■ Assignment 1: From the text about the documentary Junior below, extract the passage between "Junior profiles the" and "her high-school diploma.)", inclusive.
■ Assignment 2:
Answer these questions using the text about the documentary Junior below.
(a) Which award did Junior win at the Sheffield Doc / Fest?
(b) How old is Eddie Belasco's mother, Josephine?
(c) In which city do Eddie and Josephine live?

───── Text block

Last week, Jenna Rosher's nonfiction feature directorial début, Junior, took the Audience Award at the Sheffield Doc / Fest, its international premiere. (It also won Best Feature Doc at this year's Woodstock Film Festival in New York last month, following its world premiere at SILVERDOCS.)
Junior profiles the complex and intertwined relationship of 75-year-old Eddie Belasco and his 98-year-old mother, Josephine. Despite three failed marriages, and three lovely daughters, the alpha woman in "Junior's" life has always been "Ma," and Rosher deftly stitches together crackling and vibrant direct cinema scenes between the two of them, sweet archival family footage, and luminous glimpses of the larger world of the city of San Francisco where they reside, to create a nuanced and deeply moving look at this most primal of human connections. (Pictured, Eddie standing proudly by Josephine's side as she receives her high-school diploma.)

──────────
───── Dataset entries

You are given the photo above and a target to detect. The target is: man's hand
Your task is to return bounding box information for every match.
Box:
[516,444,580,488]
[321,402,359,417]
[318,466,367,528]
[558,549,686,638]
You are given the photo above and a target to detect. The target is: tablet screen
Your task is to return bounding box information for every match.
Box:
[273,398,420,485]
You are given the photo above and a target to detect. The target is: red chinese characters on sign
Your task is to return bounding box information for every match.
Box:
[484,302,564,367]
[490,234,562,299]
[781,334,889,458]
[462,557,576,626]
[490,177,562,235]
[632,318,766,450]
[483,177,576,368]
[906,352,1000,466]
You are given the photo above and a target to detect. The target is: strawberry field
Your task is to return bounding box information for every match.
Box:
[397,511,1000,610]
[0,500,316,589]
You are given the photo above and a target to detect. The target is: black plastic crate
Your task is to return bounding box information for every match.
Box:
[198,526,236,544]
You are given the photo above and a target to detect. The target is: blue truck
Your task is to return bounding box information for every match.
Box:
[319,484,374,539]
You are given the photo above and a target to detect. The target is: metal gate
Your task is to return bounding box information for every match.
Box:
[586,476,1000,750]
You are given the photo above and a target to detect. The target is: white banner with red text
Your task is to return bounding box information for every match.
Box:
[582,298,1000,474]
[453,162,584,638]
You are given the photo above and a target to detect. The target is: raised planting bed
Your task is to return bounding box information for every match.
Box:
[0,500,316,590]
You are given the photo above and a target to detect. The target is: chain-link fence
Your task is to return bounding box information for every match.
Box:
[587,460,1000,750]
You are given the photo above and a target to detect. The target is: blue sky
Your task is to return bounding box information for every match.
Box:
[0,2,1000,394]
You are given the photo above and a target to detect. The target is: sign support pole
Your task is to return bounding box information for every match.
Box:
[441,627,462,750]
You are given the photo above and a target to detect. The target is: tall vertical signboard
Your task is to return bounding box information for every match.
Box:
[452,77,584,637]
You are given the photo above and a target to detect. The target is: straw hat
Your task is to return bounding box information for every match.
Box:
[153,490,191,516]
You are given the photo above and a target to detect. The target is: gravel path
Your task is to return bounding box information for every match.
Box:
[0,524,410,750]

──────────

■ Written solution 1:
Junior profiles the complex and intertwined relationship of 75-year-old Eddie Belasco and his 98-year-old mother, Josephine. Despite three failed marriages, and three lovely daughters, the alpha woman in "Junior's" life has always been "Ma," and Rosher deftly stitches together crackling and vibrant direct cinema scenes between the two of them, sweet archival family footage, and luminous glimpses of the larger world of the city of San Francisco where they reside, to create a nuanced and deeply moving look at this most primal of human connections. (Pictured, Eddie standing proudly by Josephine's side as she receives her high-school diploma.)

■ Written solution 2:
(a) The Audience Award.
(b) She is 98 years old.
(c) San Francisco.